### Given passage
BEGIN

The L'Engles & Co.
July 31, 2020

William L'Engle - Trapeze Artists

This is William L'Engle's Trapeze Artists.

In 1924, the L’Engles decided that Provincetown was too “busy” so they moved to the nearby town of Truro and purchased The Shebnah Rich house on Long Nook Road which became the L’Engles’ home, studio and source of inspiration and beauty for over 50 years. It was very much an artists’ and writers’ salon on the Outer Cape and they were well known for their wild artist parties! Bill was known for frolicking on the piano and keeping the parties hopping until the wee hours especially during the prohibition years.

A large number of artists with whom they were intimate in both Provincetown and Truro included: Charles Hawthorne and Marion Campbell, Eugene O’Neill, Gerrit Beneker, Oscar Gieberich, Susan Glaspell and George Cram Cook, John Dos Passos and Katherine Smith, Frank and Edith Shay, Hutchins Hapgood and Neith Boyce, Edmund Wilson and Mary McCarthy, William and Marguerite Zorach, Chauncey and Mary Hackett, Jerry Farnsworth and Helen Sawyer, Paul and Nina Chavchavadze, Polly Boyden, Eben and Thelma Given, Peggy and Clarence Day, Edna St.Vincent-Millay, Charles Demuth, Childe Hassam, Oliver Chaffee, Albert Gleizes, Francis and George Biddle, George and Shirley Yater, Edwin Dickinson, William Hallsall, Blanche Lazzell, Ross Moffett, Phyllis Duganne , E. Ambrose Webster, Karl Knaths and Helen Weinrich, Agnes Weinrich, Waldo and Mary Frank, Todd Lindenmuth and Elizabeth, Robert Nathan, Charles and Marguerite Kaseleau, Mary Heaton Vorse, Bruce McKain, Marston and Lucy Hodgins, Sheldon Dick, John and Tiny Worthington, Wilbur Daniel Steele and Marguerite, and Harry Kemp, “the poet of the dunes,” to name a few!

END

Write out the whole L'Engles passage word for word. The material has no connection to the L'Engles passage.

### Material provided
BEGIN

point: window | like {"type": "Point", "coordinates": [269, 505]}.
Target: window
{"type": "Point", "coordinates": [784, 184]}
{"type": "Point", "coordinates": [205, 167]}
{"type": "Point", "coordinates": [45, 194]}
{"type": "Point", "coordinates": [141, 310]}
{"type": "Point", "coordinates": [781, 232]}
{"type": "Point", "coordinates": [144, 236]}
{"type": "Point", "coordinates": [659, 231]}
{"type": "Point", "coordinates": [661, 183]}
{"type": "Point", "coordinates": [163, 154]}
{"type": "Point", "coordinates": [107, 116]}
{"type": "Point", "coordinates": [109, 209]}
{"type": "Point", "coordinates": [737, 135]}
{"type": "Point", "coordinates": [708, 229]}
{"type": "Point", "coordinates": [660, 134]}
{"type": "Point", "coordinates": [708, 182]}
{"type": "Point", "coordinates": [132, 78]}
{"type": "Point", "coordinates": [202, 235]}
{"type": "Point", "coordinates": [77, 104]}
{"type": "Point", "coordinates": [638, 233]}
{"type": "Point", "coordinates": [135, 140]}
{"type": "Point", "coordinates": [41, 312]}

END

### Exercise output
The L'Engles & Co.
July 31, 2020

William L'Engle - Trapeze Artists

This is William L'Engle's Trapeze Artists.

In 1924, the L’Engles decided that Provincetown was too “busy” so they moved to the nearby town of Truro and purchased The Shebnah Rich house on Long Nook Road which became the L’Engles’ home, studio and source of inspiration and beauty for over 50 years. It was very much an artists’ and writers’ salon on the Outer Cape and they were well known for their wild artist parties! Bill was known for frolicking on the piano and keeping the parties hopping until the wee hours especially during the prohibition years.

A large number of artists with whom they were intimate in both Provincetown and Truro included: Charles Hawthorne and Marion Campbell, Eugene O’Neill, Gerrit Beneker, Oscar Gieberich, Susan Glaspell and George Cram Cook, John Dos Passos and Katherine Smith, Frank and Edith Shay, Hutchins Hapgood and Neith Boyce, Edmund Wilson and Mary McCarthy, William and Marguerite Zorach, Chauncey and Mary Hackett, Jerry Farnsworth and Helen Sawyer, Paul and Nina Chavchavadze, Polly Boyden, Eben and Thelma Given, Peggy and Clarence Day, Edna St.Vincent-Millay, Charles Demuth, Childe Hassam, Oliver Chaffee, Albert Gleizes, Francis and George Biddle, George and Shirley Yater, Edwin Dickinson, William Hallsall, Blanche Lazzell, Ross Moffett, Phyllis Duganne , E. Ambrose Webster, Karl Knaths and Helen Weinrich, Agnes Weinrich, Waldo and Mary Frank, Todd Lindenmuth and Elizabeth, Robert Nathan, Charles and Marguerite Kaseleau, Mary Heaton Vorse, Bruce McKain, Marston and Lucy Hodgins, Sheldon Dick, John and Tiny Worthington, Wilbur Daniel Steele and Marguerite, and Harry Kemp, “the poet of the dunes,” to name a few!